= To do =
1. Answer these questions from the lupus article, one per line:
(a) How many Americans does lupus affect?
(b) What test result does the writer say she has?
(c) What did the writer's mother always test positive for?
2. In the lupus article, rewrite the paragraph beginning "The autoimmune disease" as a short bulleted list that keeps its main facts.
3. Go on with the lupus article from its final line.
===== Document passage =====
Dr. Wendy Walsh: When American pop star Lady Gaga divulged to CNN's Larry King and his millions of viewers that she has "borderline lupus," I scratched my head. I watched my own mother battle the disease for most of her life until her death from breast cancer, and I myself have what's known as a positive ANA (antinuclear antibody test), meaning that I carry the gene.
So what about Gaga? Does she have lupus, or not? Is there even such a thing as "borderline lupus"? Well, the nature of lupus is such that it is darned hard to diagnose, and doctors depend on a battery of tests (combined with symptomology reports) to make a complete diagnosis. Gaga could have tested positive for some things and not others, which means that technically speaking, she does not have lupus.
The autoimmune disease "systemic lupus erythematosus" (yes, I could rattle that off by the age of 5) is called "lupus" for short. It affects 1.5 million Americans, and 90 percent of sufferers are female. People of African, Latin and Asian origins are more susceptible. Lupus causes the body's immune system to become hyperactive and attack normal, healthy tissue.
Symptoms are many and varied and mimic other diseases. My mother -- who had both the lupus skin disease and the systemic disorder -- loved to giggle over the fact that she always tested positive for syphilis.
The most common symptoms of lupus are:
* Extreme fatigue
* Painful or swollen joints
* Anemia (low numbers of red blood cells or hemoglobin, or low total blood volume)
* Swelling (edema) in feet, legs, hands and/or around the eyes
* Pain in the chest on deep breathing (pleurisy)
===== Dataset extract =====
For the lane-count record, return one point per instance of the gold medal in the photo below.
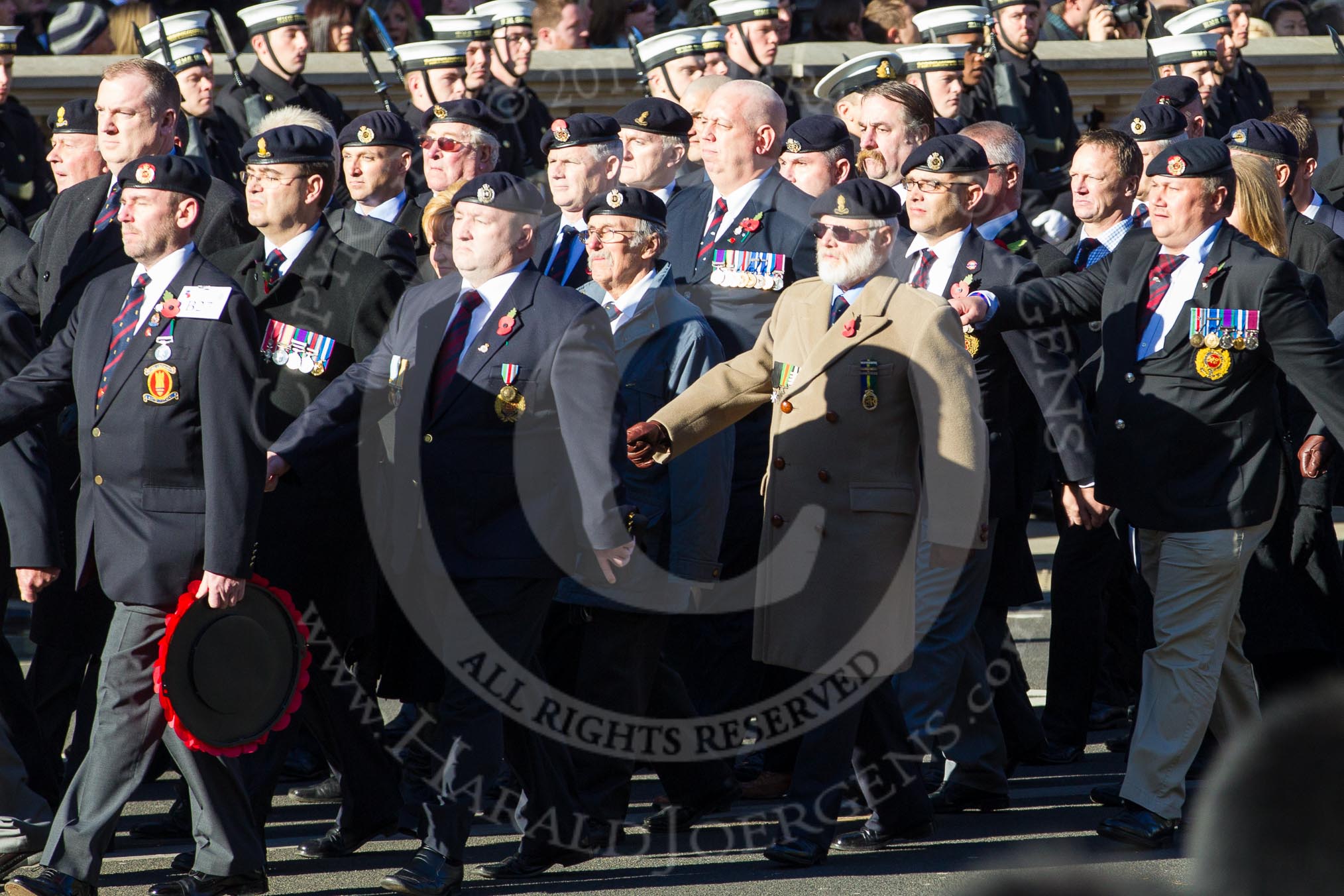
(1213, 363)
=====
= Responses in order =
1.
(a) 1.5 million
(b) A positive ANA (antinuclear antibody test)
(c) Syphilis

2.
- Lupus is short for the autoimmune disease "systemic lupus erythematosus."
- It affects 1.5 million Americans, and 90 percent of sufferers are female.
- People of African, Latin and Asian origins are more susceptible.
- It makes the body's immune system hyperactive, so it attacks normal, healthy tissue.

3.
* Butterfly-shaped rash across cheeks and nose
* Sun- or light-sensitivity (photosensitivity)
* Hair loss
* Abnormal blood clotting
* Fingers turning white and/or blue when cold (Raynaud's phenomenon)
* Mouth or nose ulcers
One thing doctors do know is that lupus has a hereditary component, and Lady Gaga connects her "borderline lupus" with an aunt who suffered from the illness. In my opinion, Lady Gaga probably has experienced some of the symptoms (what touring rock star doesn't experience extreme fatigue, anemia and headaches?), and she may have a positive ANA like me. That means she carries the gene and has a predisposition to lupus, but does not have the full-blown disease. Let's hope it stays that way.
As for me ... well, let's see. Even with my own "borderline lupus," I have challenged my body during its 40-something years. I have run a triathlon, taught more aerobics classes than I can count, have borne two children and nursed them for a total of six years -- and my body is still full of life! May Lady Gaga be so fortunate.